START RECORDS PROVIDED

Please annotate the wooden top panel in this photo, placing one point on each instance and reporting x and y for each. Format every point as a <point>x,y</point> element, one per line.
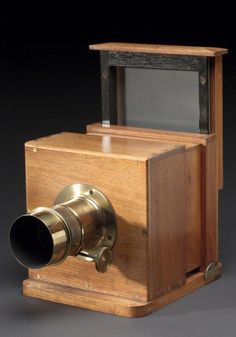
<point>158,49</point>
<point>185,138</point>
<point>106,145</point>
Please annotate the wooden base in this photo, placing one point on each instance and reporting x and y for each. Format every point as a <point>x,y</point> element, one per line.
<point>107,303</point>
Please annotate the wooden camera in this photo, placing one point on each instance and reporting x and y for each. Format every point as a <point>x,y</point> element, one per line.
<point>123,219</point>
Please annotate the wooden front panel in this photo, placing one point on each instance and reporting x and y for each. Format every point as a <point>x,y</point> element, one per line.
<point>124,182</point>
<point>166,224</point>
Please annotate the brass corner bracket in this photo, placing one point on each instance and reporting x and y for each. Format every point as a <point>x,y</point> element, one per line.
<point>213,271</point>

END RECORDS PROVIDED
START RECORDS PROVIDED

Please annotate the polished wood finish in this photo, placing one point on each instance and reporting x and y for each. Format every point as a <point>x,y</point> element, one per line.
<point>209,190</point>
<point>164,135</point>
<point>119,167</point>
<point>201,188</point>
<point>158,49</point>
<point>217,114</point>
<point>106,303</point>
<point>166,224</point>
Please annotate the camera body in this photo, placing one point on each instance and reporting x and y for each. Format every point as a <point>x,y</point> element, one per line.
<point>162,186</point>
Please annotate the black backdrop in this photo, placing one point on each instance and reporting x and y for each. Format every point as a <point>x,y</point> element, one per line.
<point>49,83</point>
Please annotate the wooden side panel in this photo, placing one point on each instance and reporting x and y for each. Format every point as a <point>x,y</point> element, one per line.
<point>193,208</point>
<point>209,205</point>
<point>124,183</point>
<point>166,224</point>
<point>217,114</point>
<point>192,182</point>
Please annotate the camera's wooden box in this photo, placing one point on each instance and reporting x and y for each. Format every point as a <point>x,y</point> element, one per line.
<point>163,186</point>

END RECORDS PROVIDED
START RECORDS PROVIDED

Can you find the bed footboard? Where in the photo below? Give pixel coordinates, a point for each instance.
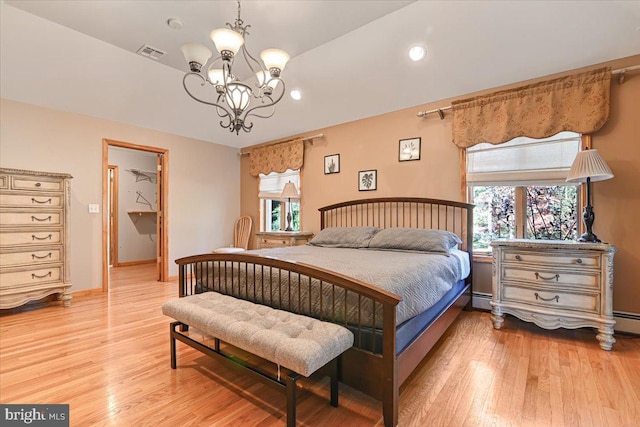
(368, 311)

END RECORDS PROVIDED

WORK REQUIRED
Report each line of the records above that contains the string "brass", copying those lines in full. Uppercase and lowercase count as different.

RESPONSE TO THE EXERCISE
Please annotate the brass corner bracket in this photo, placing one point on each instance and reporting x and y for each. Format every point as a <point>x,y</point> element, one per line.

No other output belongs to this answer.